• Aim of the exercise:
Copy all of the records below word for word, keeping every line unchanged.

## START

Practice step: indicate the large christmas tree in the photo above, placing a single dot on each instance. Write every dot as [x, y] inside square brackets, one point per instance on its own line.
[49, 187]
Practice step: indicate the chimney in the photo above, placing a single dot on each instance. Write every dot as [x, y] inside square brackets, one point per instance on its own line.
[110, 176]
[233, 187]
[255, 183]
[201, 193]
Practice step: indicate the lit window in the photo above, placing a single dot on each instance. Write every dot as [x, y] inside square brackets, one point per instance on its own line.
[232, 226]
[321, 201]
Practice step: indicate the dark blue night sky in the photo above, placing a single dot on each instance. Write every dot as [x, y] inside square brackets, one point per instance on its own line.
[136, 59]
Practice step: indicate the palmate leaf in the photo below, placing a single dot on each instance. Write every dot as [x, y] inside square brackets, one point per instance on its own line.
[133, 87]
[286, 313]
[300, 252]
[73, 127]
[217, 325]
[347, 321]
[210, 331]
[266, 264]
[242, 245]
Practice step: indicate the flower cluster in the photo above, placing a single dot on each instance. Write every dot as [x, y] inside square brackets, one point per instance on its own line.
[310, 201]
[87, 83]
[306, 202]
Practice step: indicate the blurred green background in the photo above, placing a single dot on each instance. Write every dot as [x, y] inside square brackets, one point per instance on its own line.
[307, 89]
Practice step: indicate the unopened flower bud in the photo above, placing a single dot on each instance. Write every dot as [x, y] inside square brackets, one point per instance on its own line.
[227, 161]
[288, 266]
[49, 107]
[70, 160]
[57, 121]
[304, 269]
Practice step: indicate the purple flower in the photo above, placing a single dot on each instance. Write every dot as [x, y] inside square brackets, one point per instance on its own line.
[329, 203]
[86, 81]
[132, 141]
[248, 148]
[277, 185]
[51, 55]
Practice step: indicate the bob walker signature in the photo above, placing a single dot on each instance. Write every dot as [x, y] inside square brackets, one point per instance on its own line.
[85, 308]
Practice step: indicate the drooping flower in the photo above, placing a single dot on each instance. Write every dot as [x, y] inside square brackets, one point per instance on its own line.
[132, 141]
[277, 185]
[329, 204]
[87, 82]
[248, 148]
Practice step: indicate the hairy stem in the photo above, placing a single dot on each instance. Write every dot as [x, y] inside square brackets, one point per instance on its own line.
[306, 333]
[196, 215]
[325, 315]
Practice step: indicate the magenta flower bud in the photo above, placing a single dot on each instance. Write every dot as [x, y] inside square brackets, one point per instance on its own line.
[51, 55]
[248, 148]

## END

• Solution below:
Practice step: indicate the large christmas tree in the photo above, placing a single dot on each instance. Write every dot as [x, y] inside square brackets, one point per instance on its own line.
[49, 187]
Practice step: indicate the chimney in the photo above, placing a single dot on each instance. Write every dot as [x, y] inside square brackets, one point per instance on its own line.
[110, 176]
[233, 187]
[255, 183]
[201, 193]
Practice step: indicate the lit window in the photo above, placing a single dot on each instance. Write every dot as [x, y] inside square brackets, one point per instance on its own line.
[232, 226]
[321, 201]
Practice step: indicate the dark blue night sky in the photo above, placing a single dot on each instance. Write every dot as [x, y] inside square brackets, one point per instance on its own line.
[136, 59]
Practice step: indicate the palmate leaf in the photo below, placing a single dot on each instance. Write every dot as [x, y] inside square brackets, one point per instance on its own line.
[133, 87]
[286, 313]
[300, 252]
[73, 127]
[217, 325]
[347, 321]
[210, 331]
[266, 264]
[242, 245]
Practice step: indicate the flower cluster in the photo above, placing a single dot on each instance. Write every dot as [x, y] inside square brackets, one point per instance on its own line.
[310, 201]
[87, 83]
[306, 202]
Practice step: indicate the blurred green background in the photo above, placing a single dot on each instance. Write every dot as [x, y] inside square brackets, one point per instance on its own line.
[307, 89]
Practice step: indicate the unopened flower bud in the photo above, placing a single dot on each instance. Write every dot as [x, y] inside square brackets, one point per instance on its own line.
[227, 161]
[288, 266]
[49, 107]
[70, 160]
[57, 121]
[304, 269]
Practice step: indicate the purple flower in the photo above, placing a single dot on each instance. Write every dot as [x, y] inside square brackets, one point per instance on its own line.
[329, 203]
[86, 81]
[132, 141]
[248, 148]
[277, 185]
[51, 55]
Practice step: indicate the bob walker signature in the photo above, placing a single dot on each instance. Write every dot as [x, y] inside square brackets, one point per instance on its own line.
[85, 308]
Practice step: indicate the drooping flower in the photo above, placing a single dot on each instance. Write every dot as [x, y] inside square brackets, one point per instance on its own line.
[132, 141]
[277, 185]
[329, 204]
[87, 82]
[248, 148]
Practice step: indicate the hairy stem in the photo above, placing a single dot on each instance. Write every dot as [x, y] inside square brackets, one point per instance on its own line.
[306, 333]
[196, 215]
[325, 315]
Practice step: indicate the magenta flower bud in the photo above, placing a single dot on each instance. Write every dot as [x, y] inside square brackets, one point per instance on its own line.
[51, 55]
[248, 148]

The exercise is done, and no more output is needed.